• SELECTED TEXT
'''

Out of distribution is the only test that matters. If it doesn't work out of distribution it doesn't work. Surely you know that.

> Would it have been hard to simply say you found the results unconvincing?

Anyone can look at the graphs, especially Figure 13, and see this isn't a matter of opinion.

> There is nothing contradictory in the paper.

The results contradict the claim the titular claim that "Language Models (Mostly) Know What They Know".




>For the red Lambada line in Fig 13 when the model predicts ~0 the ground truth is 0.7. No one can look at that line and say there is a meaningful relationship. The Py Func Synthesis line also doesn't look good above 0.3-0.4.

Yeah but Lambada is not the only line there.

>Out of distribution is the only test that matters. If it doesn't work out of distribution it doesn't work. Surely you know that.

Train the classifier on math questions and get good calibration for math, train the classifier on true/false questions and get good calibration for true/false, train the train the classifier on math but struggle with true/false (and vice versa). This is what "out-of-distribution" is referring to here.

Make no mistake, the fact that both the first two work is evidence that models encode some knowledge about the truthfulness of their responses. If they didn't, it wouldn't work at all. Statistics is not magic and gradient descent won't bring order where there is none.

What out of distribution "failure" here indicates is that "truth" is multifaceted and situation dependent and interpreting the models features is very difficult. You can't train a "general LLM lie detector" but that doesn't mean model features are unable to provide insight into whether a response is true or not.

'''

• RECORDED DATA

'''

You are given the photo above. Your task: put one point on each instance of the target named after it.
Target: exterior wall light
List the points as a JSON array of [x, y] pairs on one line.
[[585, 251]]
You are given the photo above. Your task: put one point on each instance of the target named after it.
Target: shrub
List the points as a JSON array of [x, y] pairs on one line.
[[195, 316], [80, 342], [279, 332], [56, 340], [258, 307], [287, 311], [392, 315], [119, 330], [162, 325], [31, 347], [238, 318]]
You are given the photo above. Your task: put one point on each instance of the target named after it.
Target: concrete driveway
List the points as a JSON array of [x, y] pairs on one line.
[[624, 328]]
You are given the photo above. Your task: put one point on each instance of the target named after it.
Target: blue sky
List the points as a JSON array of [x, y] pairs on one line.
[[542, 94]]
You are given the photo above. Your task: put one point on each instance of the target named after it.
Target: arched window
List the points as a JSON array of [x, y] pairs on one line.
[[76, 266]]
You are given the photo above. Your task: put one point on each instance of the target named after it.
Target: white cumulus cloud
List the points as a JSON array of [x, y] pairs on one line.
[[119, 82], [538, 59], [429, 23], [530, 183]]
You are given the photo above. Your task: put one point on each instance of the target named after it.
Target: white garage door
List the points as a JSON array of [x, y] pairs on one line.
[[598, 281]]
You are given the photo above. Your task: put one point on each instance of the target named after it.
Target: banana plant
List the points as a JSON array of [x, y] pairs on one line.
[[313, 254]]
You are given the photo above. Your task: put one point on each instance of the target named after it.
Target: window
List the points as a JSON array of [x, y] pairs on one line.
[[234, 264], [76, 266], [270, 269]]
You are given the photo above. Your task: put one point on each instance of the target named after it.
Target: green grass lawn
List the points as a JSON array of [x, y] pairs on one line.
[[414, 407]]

'''

• WHAT TO DO
Extend the exchange about whether language models know what they know by writing the next few sentences after its final paragraph.

• ANSWER BOX
> Well good thing Lambada is not the only line there.

There are 3 out-of-distribution lines, all of them bad. I explicitly described two of them. Moreover, it seems like the worst time for your uncertainty indicator to silently fail is when you are out of distribution.

But okay, forget about out-of-distribution and go back to Figure 12 which is in-distribution. What relationship are you supposed to take away from the left panel? From what I understand they were trying to train a y=x relationship but as I said previously the plot doesn't show that.

An even bigger problem might be the way the "ground truth" probability is calculated: they sample the model 30 times and take the percentage of correct results as ground truth probability, but it's really fishy to say that the "ground truth" is something that is partly an internal property of the model sampler and not of objective/external fact. I don't have more time to think about this but something is off about it.

All this to say that reading long scientific papers is difficult and time-consuming and let's be honest, you were not posting these links because you've spent hours poring over these papers and understood them, you posted them because the headlines support a world-view you like. As someone else noted you can find good papers that have opposite-concluding headlines (like the work of rao2z).